The shift is not limited to high fashion. In recent years, high street brands including H&M-owned Cos and Arket have introduced capsule collections with materials sourced from e-commerce returns and worn garments gathered from customers via in-store recycling bins. Outdoor clothing purveyors Patagonia and The North Face both sell refurbished garments and bags that have been traded in by customers. These pieces are often available at a fraction of the price, and look much cooler. A new 1996 Retro Nuptse puffer jacket from The North Face costs $280 online; a “Remade” version in red, with a nifty floral-print panel on the front, is $186.
Even though the raw materials are often inexpensive, creating one-of-a-kind pieces can be labour-intensive and therefore costly. For her Autumn/Winter 2021 show, Paris-based designer Marine Serre ran video footage showing the unglamorous reality of producing her patchwork dresses, jackets and jeans, which require sifting through piles of discarded denim, tablecloths, silk scarves and towels. Colville designers Lucinda Chambers and Molly Molloy trawl through local charity shops for old puffers and ‘80s ski suits needed to make their quilted coats and colourful patchwork bags.
To make her recent capsule collection of upcycled wool blanket coats for Selfridges, designer Bethany Williams scoured vintage markets for six months. The coats were washed, recut and pieced together by hand, while the buttons were carved from fallen trees in an electricity-free workshop in east London. Priced starting at £1,380, 20 per cent of proceeds are going to the Magpie Project, a charity that provides temporary housing for women and children in the London borough of Newham. “Virgin [materials] would be cheaper,” she acknowledges.
Anna Foster, founder of four-year-old label ELV Denim, specialises in upcycled jeans starting around £250 per pair. She and executive creative lead Hannah Busby seek out discarded pairs at vintage warehouses and textile associations, focusing on the larger sizes that are the least in-demand from other upcyclers. “Hannah and I literally wade through dumps of fabric,” says Foster. “It takes time and effort; everything is washed in the local launderette, unstitched, recut and resewn; and I want to pay the people who work at my [UK] factories a proper wage.”

Source records:

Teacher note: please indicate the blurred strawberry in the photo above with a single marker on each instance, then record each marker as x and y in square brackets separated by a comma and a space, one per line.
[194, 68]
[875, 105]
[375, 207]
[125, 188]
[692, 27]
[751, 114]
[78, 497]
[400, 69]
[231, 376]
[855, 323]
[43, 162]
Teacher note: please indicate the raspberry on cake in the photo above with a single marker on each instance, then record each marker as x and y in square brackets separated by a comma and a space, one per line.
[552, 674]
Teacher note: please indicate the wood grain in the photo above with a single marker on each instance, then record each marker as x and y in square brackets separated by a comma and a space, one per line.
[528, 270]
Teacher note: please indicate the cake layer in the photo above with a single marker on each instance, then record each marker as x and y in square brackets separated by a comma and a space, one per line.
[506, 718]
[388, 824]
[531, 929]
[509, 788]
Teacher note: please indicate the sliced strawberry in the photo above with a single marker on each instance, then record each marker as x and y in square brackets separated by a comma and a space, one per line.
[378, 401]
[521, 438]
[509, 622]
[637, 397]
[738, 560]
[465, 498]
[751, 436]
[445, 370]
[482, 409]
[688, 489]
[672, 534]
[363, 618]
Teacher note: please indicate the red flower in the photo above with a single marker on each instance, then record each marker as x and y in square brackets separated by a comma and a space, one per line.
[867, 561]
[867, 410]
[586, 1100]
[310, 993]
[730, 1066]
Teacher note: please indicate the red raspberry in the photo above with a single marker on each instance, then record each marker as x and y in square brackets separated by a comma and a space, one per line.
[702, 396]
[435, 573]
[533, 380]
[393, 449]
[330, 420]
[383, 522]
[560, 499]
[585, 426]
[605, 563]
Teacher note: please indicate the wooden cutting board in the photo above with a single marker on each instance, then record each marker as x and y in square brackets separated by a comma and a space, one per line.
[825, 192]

Work to complete:
[a] Turn the stretch of the source records from the line containing "Teacher note: please indicate the sliced" through the end of the records into a numbered list, dropping any blank lines.
[b] Carry on the piece about upcycled fashion from where it stops.

Results by task:
[a]
1. Teacher note: please indicate the sliced strawberry in the photo above with a single marker on each instance, then record each marker as x and y in square brackets separated by a comma and a space, one per line.
2. [378, 401]
3. [521, 438]
4. [509, 622]
5. [637, 397]
6. [738, 560]
7. [465, 498]
8. [751, 436]
9. [445, 370]
10. [482, 409]
11. [688, 489]
12. [672, 534]
13. [363, 618]
14. Teacher note: please indicate the red flower in the photo above with a single marker on each instance, then record each marker as x and y in square brackets separated by a comma and a space, one per line.
15. [867, 561]
16. [867, 410]
17. [586, 1100]
18. [310, 993]
19. [730, 1066]
20. Teacher note: please indicate the red raspberry in the photo above with a single marker on each instance, then record each marker as x and y in square brackets separated by a comma and a space, one per line.
21. [702, 396]
22. [435, 573]
23. [533, 380]
24. [393, 449]
25. [330, 420]
26. [383, 522]
27. [560, 499]
28. [585, 426]
29. [605, 563]
30. Teacher note: please indicate the wooden cutting board in the photo above with a single marker on each instance, then record each marker as x and y in square brackets separated by a comma and a space, one per line.
31. [825, 192]

[b]
Foster decided to start her label after learning about the enormous levels of overproduction and water usage in the denim industry. “The damage has already been done,” she says. “By upcycling it, we’re at least preventing it from degrading or being burnt or further damaging the environment.”
While her business is profitable, most designers I spoke to said they have difficulty making money on garments made from charity shop finds or other companies’ waste —even when the resulting pieces are priced in the thousands of euros. “Everything is hand-picked and hand-sewn; we haven’t managed to commercialise them,” Molloy says of Colville’s upcycled T-shirts and puffers.
Jeff Denby is on a mission to help fashion companies transition from a linear to a circular business model — and to do it profitably. His company powers all of the back-end operations that enable brands including Tommy Hilfiger and The North Face to collect, repair and resell goods that might otherwise have gone to landfill. “We work with product that has already been made, stuff that has gone back because it was defective, or it was returned to an e-commerce website. We collect, sort, clean, refurbish and bring it back to a like-new condition so it can be sold again. Anything we don’t renew, we manage out to textile recyclers.”
Hearst doesn’t believe virgin materials will ever entirely disappear from the fashion industry. But she thinks most will. “We need to rapidly move to circularity if we are going to survive. We are going to be more than 8 billion people [soon], we have [a limited] amount of space to plant and grow food,” she says. “We as a culture have to decide what is important to have new and what is important to not have new. This buying and discarding [of clothing] seems obsolete.”